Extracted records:
+++++
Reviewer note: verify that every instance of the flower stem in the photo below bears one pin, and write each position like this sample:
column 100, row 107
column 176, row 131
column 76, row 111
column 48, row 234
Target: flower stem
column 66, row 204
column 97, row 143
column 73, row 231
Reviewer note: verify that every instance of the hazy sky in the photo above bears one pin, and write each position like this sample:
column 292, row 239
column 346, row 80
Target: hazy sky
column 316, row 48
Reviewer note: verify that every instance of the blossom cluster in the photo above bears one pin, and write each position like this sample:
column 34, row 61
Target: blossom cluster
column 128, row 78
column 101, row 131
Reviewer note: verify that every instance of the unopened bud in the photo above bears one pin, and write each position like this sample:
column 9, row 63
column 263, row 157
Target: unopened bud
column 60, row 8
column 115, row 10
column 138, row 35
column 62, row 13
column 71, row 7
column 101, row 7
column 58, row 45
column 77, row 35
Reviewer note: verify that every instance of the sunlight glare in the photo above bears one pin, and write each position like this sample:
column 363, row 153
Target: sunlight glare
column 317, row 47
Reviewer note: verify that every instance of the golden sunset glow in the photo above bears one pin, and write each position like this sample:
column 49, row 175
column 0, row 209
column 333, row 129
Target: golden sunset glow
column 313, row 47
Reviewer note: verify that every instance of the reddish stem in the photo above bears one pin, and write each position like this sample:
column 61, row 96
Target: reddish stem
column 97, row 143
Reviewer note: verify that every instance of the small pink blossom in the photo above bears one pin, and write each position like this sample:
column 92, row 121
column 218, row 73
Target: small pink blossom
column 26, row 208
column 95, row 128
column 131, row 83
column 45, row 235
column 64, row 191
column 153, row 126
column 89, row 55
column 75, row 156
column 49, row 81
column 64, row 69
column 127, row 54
+++++
Work to be completed:
Output the full set of entries exactly as they were given.

Solution to this exercise:
Reviewer note: verify that every instance of the flower stem in the photo below bears one pin, and write each position like this sample:
column 100, row 107
column 176, row 131
column 76, row 111
column 48, row 234
Target: flower stem
column 66, row 204
column 97, row 143
column 73, row 231
Reviewer note: verify that every instance of the hazy sky in the photo above bears one pin, and write each position like this sample:
column 292, row 239
column 346, row 80
Target: hazy sky
column 316, row 48
Reviewer note: verify that every instance of the blossom cluster in the photo above bears one pin, and write each position like this sample:
column 34, row 61
Target: blossom cluster
column 128, row 78
column 101, row 131
Reviewer note: verify that every instance of the unopened bud in the photo above bears one pin, and write each position like this sample:
column 9, row 63
column 263, row 157
Target: unopened bud
column 60, row 8
column 115, row 10
column 138, row 35
column 62, row 13
column 71, row 7
column 101, row 7
column 58, row 45
column 77, row 35
Reviewer note: verify that every instance of the sunlight glare in the photo above bears one pin, and write each position like this sample:
column 363, row 153
Target: sunlight glare
column 317, row 47
Reviewer note: verify that every instance of the golden sunset glow in the photo above bears one pin, and write each position like this sample:
column 49, row 175
column 0, row 209
column 333, row 129
Target: golden sunset glow
column 313, row 47
Reviewer note: verify that every instance of the reddish stem in the photo above bears one pin, and write each position like this sample:
column 61, row 96
Target: reddish stem
column 97, row 143
Reviewer note: verify that every instance of the small pink blossom in the photo above bears one pin, and write each position like this sample:
column 92, row 121
column 218, row 73
Target: small pink blossom
column 26, row 208
column 95, row 128
column 131, row 83
column 45, row 235
column 64, row 191
column 153, row 126
column 89, row 55
column 75, row 156
column 49, row 81
column 64, row 69
column 127, row 54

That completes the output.